All of the data below needs to be set down once more, exactly as written.

Saved entries

┌──

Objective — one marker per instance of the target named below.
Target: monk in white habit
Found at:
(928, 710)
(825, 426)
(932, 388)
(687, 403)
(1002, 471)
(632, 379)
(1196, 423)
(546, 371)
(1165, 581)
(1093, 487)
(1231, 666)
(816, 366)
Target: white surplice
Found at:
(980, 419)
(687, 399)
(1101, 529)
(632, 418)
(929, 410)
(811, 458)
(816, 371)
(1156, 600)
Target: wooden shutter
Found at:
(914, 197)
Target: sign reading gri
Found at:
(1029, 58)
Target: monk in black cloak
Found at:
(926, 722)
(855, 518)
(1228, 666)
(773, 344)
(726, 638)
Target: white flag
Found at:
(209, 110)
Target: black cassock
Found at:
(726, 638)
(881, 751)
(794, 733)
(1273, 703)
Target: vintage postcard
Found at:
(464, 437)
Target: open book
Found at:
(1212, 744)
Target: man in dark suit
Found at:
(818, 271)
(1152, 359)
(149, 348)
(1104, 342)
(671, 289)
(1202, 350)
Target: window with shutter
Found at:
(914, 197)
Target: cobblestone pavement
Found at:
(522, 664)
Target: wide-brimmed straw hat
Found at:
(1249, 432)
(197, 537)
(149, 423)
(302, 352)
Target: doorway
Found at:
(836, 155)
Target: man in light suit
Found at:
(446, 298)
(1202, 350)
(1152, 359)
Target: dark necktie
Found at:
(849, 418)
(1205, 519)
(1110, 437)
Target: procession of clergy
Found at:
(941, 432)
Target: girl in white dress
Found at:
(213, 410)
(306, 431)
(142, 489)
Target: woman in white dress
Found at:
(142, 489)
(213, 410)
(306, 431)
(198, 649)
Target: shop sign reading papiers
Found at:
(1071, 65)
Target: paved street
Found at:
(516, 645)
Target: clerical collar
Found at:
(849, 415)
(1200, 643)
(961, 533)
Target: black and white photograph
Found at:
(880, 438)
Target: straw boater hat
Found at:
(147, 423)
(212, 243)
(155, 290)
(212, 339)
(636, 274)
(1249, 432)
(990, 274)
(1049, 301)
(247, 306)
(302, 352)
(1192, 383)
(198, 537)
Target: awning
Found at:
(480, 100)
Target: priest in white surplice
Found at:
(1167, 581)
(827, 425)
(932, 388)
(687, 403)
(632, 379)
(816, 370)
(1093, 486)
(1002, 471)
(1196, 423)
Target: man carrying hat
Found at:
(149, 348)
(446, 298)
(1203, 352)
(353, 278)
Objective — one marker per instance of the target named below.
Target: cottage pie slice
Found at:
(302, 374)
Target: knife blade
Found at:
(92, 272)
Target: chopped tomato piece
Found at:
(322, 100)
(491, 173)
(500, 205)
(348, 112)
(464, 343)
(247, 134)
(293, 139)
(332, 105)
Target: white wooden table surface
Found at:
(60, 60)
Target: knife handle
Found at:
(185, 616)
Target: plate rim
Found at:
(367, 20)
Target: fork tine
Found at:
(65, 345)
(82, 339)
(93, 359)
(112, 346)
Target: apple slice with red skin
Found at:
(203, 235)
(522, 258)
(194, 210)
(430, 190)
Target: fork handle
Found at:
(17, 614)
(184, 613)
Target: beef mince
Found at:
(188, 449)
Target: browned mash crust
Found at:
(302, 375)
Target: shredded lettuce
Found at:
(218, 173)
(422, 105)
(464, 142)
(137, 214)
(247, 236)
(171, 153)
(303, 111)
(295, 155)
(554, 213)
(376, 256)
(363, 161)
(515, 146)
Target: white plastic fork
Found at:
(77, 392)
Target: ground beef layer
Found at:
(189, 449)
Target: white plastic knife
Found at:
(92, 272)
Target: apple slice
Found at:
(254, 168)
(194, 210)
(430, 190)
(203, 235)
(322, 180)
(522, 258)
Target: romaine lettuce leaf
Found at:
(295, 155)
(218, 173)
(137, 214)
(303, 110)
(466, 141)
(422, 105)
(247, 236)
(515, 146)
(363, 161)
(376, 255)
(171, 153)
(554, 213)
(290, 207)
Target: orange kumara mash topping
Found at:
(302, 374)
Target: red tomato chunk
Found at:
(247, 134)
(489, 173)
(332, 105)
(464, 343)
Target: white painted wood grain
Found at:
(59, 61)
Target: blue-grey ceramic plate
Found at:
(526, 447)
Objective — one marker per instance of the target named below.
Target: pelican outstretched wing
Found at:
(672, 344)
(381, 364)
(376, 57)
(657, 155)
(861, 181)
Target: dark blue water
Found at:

└──

RESPONSE:
Objective — one marker per instance of the target named below.
Target: monk in white habit
Found at:
(928, 710)
(825, 426)
(932, 388)
(687, 403)
(1002, 471)
(632, 379)
(1196, 423)
(546, 371)
(1165, 581)
(1093, 487)
(1231, 666)
(816, 366)
Target: white surplice
Found at:
(980, 419)
(687, 399)
(1101, 529)
(632, 418)
(929, 410)
(811, 458)
(816, 371)
(1156, 600)
Target: wooden shutter
Found at:
(914, 197)
Target: sign reading gri
Found at:
(1029, 58)
Target: monk in black cloak
Found at:
(926, 722)
(855, 518)
(1228, 666)
(773, 344)
(726, 638)
Target: white flag
Found at:
(209, 110)
Target: black cassock
Found at:
(726, 638)
(881, 751)
(794, 733)
(1273, 703)
Target: vintage postcard
Found at:
(464, 437)
Target: open book
Found at:
(1212, 744)
Target: man in dark suit
Found at:
(818, 271)
(1152, 359)
(149, 348)
(1104, 342)
(671, 289)
(1202, 350)
Target: window with shutter
Found at:
(914, 197)
Target: cobblestone pavement
Found at:
(522, 664)
Target: wide-brimmed straw hat
Found at:
(1249, 432)
(197, 537)
(149, 423)
(302, 352)
Target: doorway
Found at:
(836, 155)
Target: man in light suit
Found at:
(446, 298)
(1202, 350)
(1152, 359)
Target: dark necktie
Found at:
(849, 418)
(1205, 519)
(1110, 437)
Target: procession of clergy
Found at:
(941, 432)
Target: girl in white dress
Found at:
(213, 410)
(306, 431)
(142, 489)
Target: woman in white dress
Found at:
(142, 489)
(213, 410)
(306, 431)
(198, 649)
Target: shop sign reading papiers
Found at:
(1071, 65)
Target: paved street
Found at:
(516, 645)
Target: clerical collar
Found at:
(849, 415)
(1200, 643)
(961, 533)
Target: black and white photograph
Found at:
(880, 438)
Target: straw boater hat
Found at:
(147, 423)
(212, 243)
(155, 290)
(212, 339)
(636, 274)
(1249, 432)
(990, 274)
(1049, 301)
(247, 306)
(302, 352)
(1192, 383)
(198, 537)
Target: awning
Found at:
(480, 100)
Target: priest in white surplice
Found at:
(1167, 581)
(827, 425)
(932, 388)
(687, 403)
(632, 379)
(816, 370)
(1093, 486)
(1002, 471)
(1196, 423)
Target: man carrying hat
Found at:
(149, 348)
(446, 298)
(1203, 352)
(353, 278)
Objective — one marker per instance of the target named below.
Target: cottage pie slice
Found at:
(302, 374)
Target: knife blade
Found at:
(92, 272)
Target: chopped tomato piece
Found at:
(322, 100)
(491, 173)
(500, 205)
(348, 112)
(464, 343)
(247, 134)
(293, 139)
(332, 105)
Target: white wooden table surface
Found at:
(60, 60)
Target: knife handle
Found at:
(185, 616)
Target: plate rim
Found at:
(367, 20)
Target: fork tine
Found at:
(65, 345)
(82, 339)
(93, 359)
(112, 346)
Target: apple slice with red skin
Found at:
(203, 235)
(522, 258)
(194, 210)
(430, 190)
Target: fork handle
Found at:
(17, 614)
(184, 613)
Target: beef mince
Found at:
(188, 449)
Target: browned mash crust
Found at:
(302, 375)
Target: shredded lettuce
Found at:
(218, 173)
(422, 105)
(464, 142)
(137, 214)
(247, 236)
(171, 153)
(303, 111)
(295, 155)
(554, 213)
(376, 256)
(363, 161)
(515, 146)
Target: white plastic fork
Found at:
(77, 392)
Target: ground beef layer
Found at:
(189, 449)
Target: white plastic knife
Found at:
(92, 272)
Target: apple slice
Found at:
(254, 168)
(194, 210)
(430, 190)
(203, 235)
(322, 180)
(522, 258)
Target: romaine lettuce leaf
Found at:
(295, 155)
(218, 173)
(137, 214)
(303, 110)
(466, 141)
(422, 105)
(247, 236)
(515, 146)
(363, 161)
(376, 255)
(171, 153)
(554, 213)
(290, 207)
Target: orange kumara mash topping
Found at:
(302, 374)
Target: red tomato chunk
Found at:
(247, 134)
(489, 173)
(332, 105)
(464, 343)
Target: white painted wood grain
Found at:
(59, 61)
Target: blue-grey ceramic plate
Found at:
(526, 447)
Objective — one marker per instance of the target named below.
Target: pelican outstretched wing
Found at:
(672, 344)
(381, 364)
(376, 57)
(657, 155)
(861, 181)
Target: dark blue water
Found at:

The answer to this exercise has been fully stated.